[Saved entries]
══════════

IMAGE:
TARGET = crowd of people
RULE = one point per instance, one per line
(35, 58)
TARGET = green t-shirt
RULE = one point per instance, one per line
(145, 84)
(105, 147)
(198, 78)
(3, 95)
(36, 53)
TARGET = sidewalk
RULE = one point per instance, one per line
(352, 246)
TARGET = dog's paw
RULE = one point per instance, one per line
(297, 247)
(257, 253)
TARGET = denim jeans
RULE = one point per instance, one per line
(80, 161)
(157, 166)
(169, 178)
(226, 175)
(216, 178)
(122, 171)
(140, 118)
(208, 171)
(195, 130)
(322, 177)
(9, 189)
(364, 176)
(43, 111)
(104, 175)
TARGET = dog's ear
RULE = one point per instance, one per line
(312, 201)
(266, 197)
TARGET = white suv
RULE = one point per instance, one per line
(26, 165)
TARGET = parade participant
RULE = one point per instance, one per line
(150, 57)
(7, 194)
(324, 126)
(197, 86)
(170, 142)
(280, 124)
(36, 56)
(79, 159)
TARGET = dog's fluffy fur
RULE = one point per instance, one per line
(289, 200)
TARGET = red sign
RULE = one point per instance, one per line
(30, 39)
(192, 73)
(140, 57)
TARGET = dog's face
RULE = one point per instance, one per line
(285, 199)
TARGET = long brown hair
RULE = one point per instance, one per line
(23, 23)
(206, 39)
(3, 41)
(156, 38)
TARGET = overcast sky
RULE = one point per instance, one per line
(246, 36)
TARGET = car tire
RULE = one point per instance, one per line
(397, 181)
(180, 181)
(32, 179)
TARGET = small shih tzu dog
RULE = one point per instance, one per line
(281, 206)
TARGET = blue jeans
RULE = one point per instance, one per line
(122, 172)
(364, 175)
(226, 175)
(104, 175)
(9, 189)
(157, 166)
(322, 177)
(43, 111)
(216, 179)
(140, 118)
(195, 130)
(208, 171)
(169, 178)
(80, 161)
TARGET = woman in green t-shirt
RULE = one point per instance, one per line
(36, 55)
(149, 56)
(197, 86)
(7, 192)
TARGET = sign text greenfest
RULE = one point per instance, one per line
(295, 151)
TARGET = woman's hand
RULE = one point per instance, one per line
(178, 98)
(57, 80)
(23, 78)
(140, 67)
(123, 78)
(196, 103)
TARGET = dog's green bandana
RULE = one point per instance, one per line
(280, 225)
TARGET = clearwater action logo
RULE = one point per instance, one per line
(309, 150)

══════════

If a line in the records contains the word "sign", copy it.

*Written solution*
TARGET = red sign
TARGET = sign text greenfest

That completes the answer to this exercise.